> WORK TO DO: Write out the passage of the leadership-and-change text from "Leadership Is Always" up to and including "managing, not leading.", word for word.
** START TEXT SECTION **
In this episode of Hey Jack, Jack Nehlig and Trevor Robinson dig into one of the most pressing challenges leaders face today: leading people through change and building teams that are resilient enough to handle whatever comes next. With companies shifting strategies, restructuring, and adapting to new market realities, Trevor asks Jack what separates the organizations that navigate change well from the ones that fall apart. Jack lays out three practical fundamentals and shares a memorable story from his early career at Honeywell that perfectly illustrates what a truly resilient team looks like.
Leadership Is Always About Change
Jack starts with a distinction that reframes the entire conversation. Leading people through change is not a special event or a crisis response. It is the job. "Leadership is almost always about change. Management is about day-to-day operations and execution," Nehlig explains. If you are truly leading, you are always guiding people through some kind of change. If you are only turning the crank and going home, you are managing, not leading.
He challenges leaders to look in the mirror and ask themselves what they have actually changed in their team or their company over the past few months. "If a leader looks in the mirror and says really nothing for a bunch of months, well then they're not being a leader, they're being more of just a manager," Nehlig states. This is not a knock on managers. Managers are essential. But leadership, by definition, means moving people from where they are to somewhere better, and that always involves change.
Deep Process Knowledge Is the Foundation
The first of Jack's three fundamentals is having deep process knowledge and an active process improvement system. Organizations that handle change well are not scrambling to figure out how their own operations work when the time comes to pivot. They already know, because they have invested in understanding and documenting their processes long before any disruption hits.
"You get in trouble on change when you don't really understand all the things that are going on in your company. You're just doing work every day and not realizing what impacts something else," Nehlig warns. He points to large ERP conversions as a telling example. The companies whose implementations make the news for going badly are usually the ones that lacked a solid process backbone going in. The companies where it went smoothly just do it, and nobody hears about them because there is nothing dramatic to report.
Jack offers a simple self-assessment for any leader: can you name all the process owners of your company's high-level processes, and can you identify the power users in those processes? If you can, you probably have good discipline in place. If you cannot, that is where the work needs to start. He also cautions against assuming that ISO registration means you have strong process systems. "ISO just says, do you have good process documentation? Do you have good process follow-up? It doesn't say the results are really good," Nehlig clarifies. ISO sets a floor, not a ceiling.
** END TEXT SECTION **
** START RECORDED INFORMATION **
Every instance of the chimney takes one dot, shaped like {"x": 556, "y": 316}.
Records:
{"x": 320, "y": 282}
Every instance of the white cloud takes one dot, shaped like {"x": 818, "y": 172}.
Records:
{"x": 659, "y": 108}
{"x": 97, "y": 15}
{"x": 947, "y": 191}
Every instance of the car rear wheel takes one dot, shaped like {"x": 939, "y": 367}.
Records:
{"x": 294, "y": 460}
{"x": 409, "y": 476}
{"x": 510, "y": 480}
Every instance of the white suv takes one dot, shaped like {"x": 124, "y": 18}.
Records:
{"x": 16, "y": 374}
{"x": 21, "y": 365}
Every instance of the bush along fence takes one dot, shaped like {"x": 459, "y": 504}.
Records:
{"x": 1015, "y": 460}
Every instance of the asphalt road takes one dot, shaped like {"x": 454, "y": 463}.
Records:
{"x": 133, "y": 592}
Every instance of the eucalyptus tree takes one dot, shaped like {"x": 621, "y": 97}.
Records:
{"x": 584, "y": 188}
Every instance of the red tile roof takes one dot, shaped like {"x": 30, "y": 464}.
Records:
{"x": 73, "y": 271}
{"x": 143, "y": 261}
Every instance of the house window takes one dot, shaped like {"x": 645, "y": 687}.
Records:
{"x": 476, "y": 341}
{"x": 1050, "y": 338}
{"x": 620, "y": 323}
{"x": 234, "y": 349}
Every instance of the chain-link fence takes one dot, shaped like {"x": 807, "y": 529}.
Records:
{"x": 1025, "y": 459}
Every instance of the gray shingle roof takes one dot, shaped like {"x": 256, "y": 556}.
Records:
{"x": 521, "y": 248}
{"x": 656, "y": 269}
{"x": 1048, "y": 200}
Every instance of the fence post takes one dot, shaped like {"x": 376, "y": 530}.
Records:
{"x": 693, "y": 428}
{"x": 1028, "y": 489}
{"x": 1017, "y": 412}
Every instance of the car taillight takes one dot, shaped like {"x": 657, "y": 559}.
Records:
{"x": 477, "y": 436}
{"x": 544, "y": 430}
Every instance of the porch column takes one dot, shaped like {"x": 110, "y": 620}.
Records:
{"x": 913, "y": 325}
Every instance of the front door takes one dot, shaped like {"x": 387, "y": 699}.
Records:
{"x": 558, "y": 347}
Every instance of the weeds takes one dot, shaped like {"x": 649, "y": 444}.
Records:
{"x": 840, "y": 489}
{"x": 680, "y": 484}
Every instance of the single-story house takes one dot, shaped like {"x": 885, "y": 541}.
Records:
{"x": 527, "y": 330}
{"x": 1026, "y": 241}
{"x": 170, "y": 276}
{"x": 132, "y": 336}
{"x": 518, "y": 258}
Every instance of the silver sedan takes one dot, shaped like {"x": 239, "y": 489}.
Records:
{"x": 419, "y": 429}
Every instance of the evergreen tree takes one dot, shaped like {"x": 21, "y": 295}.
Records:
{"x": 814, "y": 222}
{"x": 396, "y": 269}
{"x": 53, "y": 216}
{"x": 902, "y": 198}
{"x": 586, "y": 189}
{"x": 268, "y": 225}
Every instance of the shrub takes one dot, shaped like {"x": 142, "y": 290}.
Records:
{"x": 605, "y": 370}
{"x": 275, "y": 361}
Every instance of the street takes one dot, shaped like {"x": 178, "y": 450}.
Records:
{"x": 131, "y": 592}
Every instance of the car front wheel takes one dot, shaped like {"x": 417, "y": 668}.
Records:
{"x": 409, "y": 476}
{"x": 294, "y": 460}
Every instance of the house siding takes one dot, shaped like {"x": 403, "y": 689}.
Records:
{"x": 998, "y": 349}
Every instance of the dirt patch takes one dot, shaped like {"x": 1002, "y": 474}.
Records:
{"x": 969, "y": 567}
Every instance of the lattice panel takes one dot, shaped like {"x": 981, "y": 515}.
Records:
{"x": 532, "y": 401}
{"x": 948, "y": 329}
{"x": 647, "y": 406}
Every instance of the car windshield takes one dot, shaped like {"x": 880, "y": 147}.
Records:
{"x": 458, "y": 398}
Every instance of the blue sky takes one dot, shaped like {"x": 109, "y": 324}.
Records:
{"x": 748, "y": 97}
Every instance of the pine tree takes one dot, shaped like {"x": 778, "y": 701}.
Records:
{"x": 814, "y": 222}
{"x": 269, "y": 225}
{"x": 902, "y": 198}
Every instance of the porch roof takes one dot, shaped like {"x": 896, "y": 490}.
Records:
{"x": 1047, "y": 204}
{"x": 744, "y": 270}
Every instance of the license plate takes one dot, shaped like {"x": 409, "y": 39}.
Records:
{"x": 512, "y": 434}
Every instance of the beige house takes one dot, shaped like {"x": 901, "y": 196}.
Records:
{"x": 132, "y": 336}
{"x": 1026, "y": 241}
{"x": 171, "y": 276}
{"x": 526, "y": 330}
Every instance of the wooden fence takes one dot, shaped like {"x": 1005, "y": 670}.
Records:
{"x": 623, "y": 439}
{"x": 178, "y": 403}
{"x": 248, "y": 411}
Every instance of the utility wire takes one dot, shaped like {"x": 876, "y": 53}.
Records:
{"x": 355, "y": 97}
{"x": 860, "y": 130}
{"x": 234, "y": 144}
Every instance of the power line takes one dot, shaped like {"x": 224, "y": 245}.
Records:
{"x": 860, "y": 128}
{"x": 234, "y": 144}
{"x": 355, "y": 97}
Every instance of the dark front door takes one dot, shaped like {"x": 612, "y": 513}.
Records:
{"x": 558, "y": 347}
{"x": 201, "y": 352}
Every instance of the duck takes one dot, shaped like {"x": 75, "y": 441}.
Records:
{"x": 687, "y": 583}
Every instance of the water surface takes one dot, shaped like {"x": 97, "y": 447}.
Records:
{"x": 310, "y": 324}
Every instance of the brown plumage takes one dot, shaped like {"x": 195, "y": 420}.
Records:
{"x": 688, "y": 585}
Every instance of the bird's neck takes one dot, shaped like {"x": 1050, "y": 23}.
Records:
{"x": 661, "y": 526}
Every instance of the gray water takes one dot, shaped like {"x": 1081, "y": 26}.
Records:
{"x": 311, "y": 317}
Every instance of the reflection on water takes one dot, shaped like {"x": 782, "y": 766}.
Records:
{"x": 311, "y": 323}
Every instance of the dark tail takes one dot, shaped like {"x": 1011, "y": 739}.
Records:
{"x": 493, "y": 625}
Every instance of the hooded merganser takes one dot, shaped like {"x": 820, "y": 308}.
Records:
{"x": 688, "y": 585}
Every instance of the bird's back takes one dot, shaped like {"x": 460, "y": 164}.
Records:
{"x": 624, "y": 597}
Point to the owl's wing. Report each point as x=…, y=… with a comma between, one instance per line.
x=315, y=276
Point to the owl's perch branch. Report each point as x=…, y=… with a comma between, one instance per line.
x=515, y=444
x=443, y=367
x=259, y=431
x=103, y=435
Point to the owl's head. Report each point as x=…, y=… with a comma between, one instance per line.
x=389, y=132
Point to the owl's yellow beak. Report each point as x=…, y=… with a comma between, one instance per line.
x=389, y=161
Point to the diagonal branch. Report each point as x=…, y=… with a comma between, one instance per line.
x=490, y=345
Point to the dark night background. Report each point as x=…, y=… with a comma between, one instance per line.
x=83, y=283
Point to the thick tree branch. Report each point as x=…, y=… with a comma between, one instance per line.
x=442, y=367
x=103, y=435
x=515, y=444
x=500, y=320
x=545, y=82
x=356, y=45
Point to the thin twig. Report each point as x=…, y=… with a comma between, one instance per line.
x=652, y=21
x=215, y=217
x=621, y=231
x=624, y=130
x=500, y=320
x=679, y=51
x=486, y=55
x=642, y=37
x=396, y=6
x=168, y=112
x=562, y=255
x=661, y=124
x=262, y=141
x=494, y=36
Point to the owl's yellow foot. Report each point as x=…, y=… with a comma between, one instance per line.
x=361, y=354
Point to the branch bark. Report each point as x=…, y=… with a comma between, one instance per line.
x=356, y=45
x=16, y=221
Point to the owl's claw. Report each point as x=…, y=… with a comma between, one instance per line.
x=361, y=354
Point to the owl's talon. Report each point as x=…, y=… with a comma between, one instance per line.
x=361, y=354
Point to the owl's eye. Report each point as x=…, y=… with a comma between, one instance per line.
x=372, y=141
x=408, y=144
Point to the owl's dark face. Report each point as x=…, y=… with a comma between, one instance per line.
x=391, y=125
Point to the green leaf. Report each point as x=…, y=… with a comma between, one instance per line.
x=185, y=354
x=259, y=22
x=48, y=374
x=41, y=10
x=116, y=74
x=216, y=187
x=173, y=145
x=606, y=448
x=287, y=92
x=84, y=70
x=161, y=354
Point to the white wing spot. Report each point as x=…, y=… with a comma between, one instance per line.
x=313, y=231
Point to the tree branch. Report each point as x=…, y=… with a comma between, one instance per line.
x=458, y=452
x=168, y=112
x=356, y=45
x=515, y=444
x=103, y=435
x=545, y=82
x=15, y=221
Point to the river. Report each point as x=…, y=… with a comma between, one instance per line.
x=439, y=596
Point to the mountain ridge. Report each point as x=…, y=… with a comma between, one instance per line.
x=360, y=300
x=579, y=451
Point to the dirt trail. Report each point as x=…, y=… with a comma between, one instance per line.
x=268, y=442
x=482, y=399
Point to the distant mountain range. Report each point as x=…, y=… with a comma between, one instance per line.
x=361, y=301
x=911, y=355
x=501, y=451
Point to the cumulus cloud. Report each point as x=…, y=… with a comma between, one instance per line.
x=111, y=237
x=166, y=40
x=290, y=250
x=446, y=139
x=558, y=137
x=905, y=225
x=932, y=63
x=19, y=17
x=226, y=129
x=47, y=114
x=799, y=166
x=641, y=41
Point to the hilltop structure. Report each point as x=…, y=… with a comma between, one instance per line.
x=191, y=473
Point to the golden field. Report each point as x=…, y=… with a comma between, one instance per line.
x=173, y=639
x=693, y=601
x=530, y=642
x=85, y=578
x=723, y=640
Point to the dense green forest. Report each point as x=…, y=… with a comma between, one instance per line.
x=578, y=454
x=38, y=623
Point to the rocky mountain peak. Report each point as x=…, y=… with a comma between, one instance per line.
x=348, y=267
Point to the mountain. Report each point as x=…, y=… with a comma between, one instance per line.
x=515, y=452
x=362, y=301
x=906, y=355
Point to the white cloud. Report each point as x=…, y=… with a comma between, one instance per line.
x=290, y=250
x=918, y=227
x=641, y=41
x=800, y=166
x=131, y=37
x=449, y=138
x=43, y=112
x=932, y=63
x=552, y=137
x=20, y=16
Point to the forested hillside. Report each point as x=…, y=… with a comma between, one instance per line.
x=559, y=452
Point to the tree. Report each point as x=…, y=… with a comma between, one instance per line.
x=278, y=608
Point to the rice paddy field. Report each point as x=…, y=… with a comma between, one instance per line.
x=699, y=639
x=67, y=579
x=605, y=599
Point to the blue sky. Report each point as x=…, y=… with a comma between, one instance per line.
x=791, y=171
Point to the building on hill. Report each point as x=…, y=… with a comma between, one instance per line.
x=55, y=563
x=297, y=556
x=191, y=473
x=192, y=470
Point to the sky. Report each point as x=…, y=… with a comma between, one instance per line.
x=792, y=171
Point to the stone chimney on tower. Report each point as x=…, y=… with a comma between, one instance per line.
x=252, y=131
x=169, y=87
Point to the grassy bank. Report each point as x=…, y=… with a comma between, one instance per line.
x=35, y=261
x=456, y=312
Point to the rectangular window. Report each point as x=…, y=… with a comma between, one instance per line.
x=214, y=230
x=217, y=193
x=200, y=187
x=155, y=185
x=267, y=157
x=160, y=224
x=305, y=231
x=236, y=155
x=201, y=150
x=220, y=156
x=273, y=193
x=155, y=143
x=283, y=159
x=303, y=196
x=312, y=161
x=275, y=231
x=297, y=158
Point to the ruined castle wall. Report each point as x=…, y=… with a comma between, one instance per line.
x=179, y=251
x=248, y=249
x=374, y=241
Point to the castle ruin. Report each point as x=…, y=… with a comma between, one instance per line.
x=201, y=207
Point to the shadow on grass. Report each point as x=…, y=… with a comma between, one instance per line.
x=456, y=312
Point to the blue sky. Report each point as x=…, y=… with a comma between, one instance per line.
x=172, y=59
** END RECORDED INFORMATION **
> OUTPUT BELOW:
Leadership Is Always About Change
Jack starts with a distinction that reframes the entire conversation. Leading people through change is not a special event or a crisis response. It is the job. "Leadership is almost always about change. Management is about day-to-day operations and execution," Nehlig explains. If you are truly leading, you are always guiding people through some kind of change. If you are only turning the crank and going home, you are managing, not leading.